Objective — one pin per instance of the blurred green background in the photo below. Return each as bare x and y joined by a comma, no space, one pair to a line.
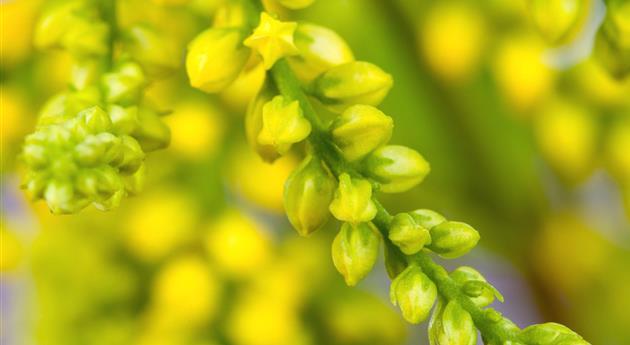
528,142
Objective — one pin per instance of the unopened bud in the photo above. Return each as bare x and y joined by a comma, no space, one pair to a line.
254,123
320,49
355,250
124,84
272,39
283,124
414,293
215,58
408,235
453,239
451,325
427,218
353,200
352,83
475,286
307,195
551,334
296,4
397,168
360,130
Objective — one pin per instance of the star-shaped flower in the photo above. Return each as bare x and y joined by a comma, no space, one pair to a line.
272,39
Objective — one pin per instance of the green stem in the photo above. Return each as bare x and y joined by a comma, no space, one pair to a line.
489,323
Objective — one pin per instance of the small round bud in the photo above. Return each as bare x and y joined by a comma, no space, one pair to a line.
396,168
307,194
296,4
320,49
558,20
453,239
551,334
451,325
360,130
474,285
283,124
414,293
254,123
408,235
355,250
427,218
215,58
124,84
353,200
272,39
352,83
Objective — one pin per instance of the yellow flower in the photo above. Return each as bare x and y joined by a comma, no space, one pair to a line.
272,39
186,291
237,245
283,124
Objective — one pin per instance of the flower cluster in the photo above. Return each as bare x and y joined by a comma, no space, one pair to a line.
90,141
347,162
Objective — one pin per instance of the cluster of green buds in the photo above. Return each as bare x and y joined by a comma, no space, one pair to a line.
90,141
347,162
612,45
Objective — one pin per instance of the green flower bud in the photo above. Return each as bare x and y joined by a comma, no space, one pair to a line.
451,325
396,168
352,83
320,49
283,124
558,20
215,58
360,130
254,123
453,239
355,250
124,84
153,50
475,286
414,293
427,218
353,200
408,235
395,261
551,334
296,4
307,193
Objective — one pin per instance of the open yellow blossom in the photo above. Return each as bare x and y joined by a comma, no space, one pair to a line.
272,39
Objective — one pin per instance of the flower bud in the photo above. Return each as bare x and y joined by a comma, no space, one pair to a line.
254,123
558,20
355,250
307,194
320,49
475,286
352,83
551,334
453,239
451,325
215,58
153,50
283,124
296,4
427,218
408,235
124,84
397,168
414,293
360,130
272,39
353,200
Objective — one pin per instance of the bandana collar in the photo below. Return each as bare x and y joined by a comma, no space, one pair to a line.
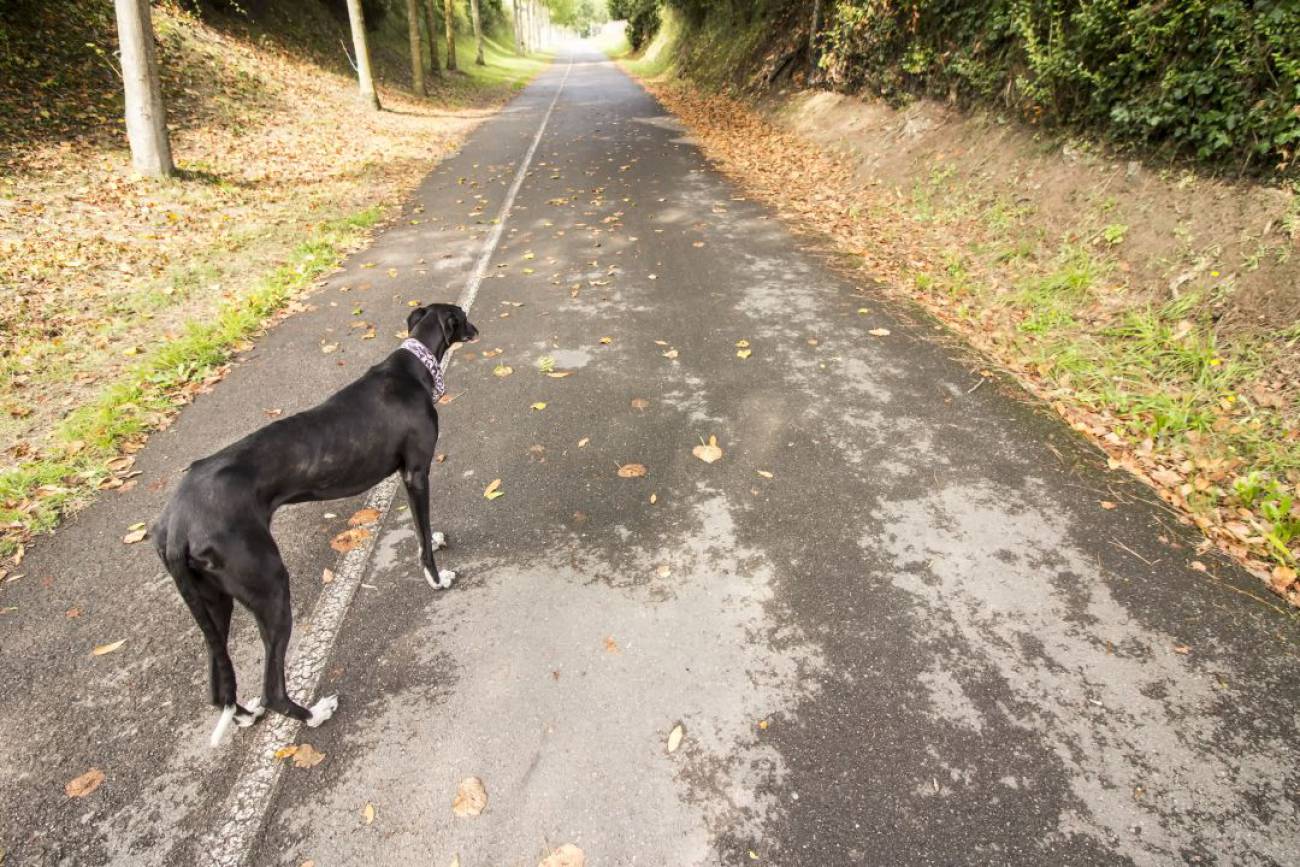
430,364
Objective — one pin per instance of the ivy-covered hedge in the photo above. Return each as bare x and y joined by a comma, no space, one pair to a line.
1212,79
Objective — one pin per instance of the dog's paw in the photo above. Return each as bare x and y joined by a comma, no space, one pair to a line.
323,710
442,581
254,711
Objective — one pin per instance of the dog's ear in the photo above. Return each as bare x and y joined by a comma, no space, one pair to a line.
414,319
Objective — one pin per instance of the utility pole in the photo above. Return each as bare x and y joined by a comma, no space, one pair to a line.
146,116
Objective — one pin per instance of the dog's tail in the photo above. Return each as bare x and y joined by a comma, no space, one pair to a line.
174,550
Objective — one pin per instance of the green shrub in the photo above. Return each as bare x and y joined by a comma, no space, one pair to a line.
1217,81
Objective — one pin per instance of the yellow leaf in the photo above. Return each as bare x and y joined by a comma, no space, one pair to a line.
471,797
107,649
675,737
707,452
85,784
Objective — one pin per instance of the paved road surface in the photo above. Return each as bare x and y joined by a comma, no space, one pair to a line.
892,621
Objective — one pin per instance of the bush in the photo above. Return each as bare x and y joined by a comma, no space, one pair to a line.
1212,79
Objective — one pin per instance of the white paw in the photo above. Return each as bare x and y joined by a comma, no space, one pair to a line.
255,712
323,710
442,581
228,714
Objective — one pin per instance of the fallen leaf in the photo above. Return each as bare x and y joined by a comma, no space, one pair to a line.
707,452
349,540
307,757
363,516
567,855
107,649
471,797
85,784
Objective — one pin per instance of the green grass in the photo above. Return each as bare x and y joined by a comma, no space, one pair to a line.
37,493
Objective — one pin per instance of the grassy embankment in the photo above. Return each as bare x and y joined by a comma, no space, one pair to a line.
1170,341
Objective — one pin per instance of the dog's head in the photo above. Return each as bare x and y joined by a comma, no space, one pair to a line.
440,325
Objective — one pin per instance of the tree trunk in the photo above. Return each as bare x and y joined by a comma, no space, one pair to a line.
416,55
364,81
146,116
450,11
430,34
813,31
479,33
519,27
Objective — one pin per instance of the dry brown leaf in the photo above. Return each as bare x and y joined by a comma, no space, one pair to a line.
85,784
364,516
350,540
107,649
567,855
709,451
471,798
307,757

========================

### To do
Exactly the lines from the one containing "Objective — one pin per instance of the tree" through the final line above, and only those, should be given again.

### Response area
Objective — one pin per instance of the tree trunk in the photo above. Return each as bare x and y joined by a comma, no space, one pair to a line.
416,55
364,81
146,116
450,11
430,34
813,31
479,33
519,27
Objective — one pin per instance of the dry brown leaf in the photo above. Return each as bare x and y joined by a comma, no space, one pair to a line.
85,784
364,516
350,540
107,649
567,855
709,451
471,798
307,757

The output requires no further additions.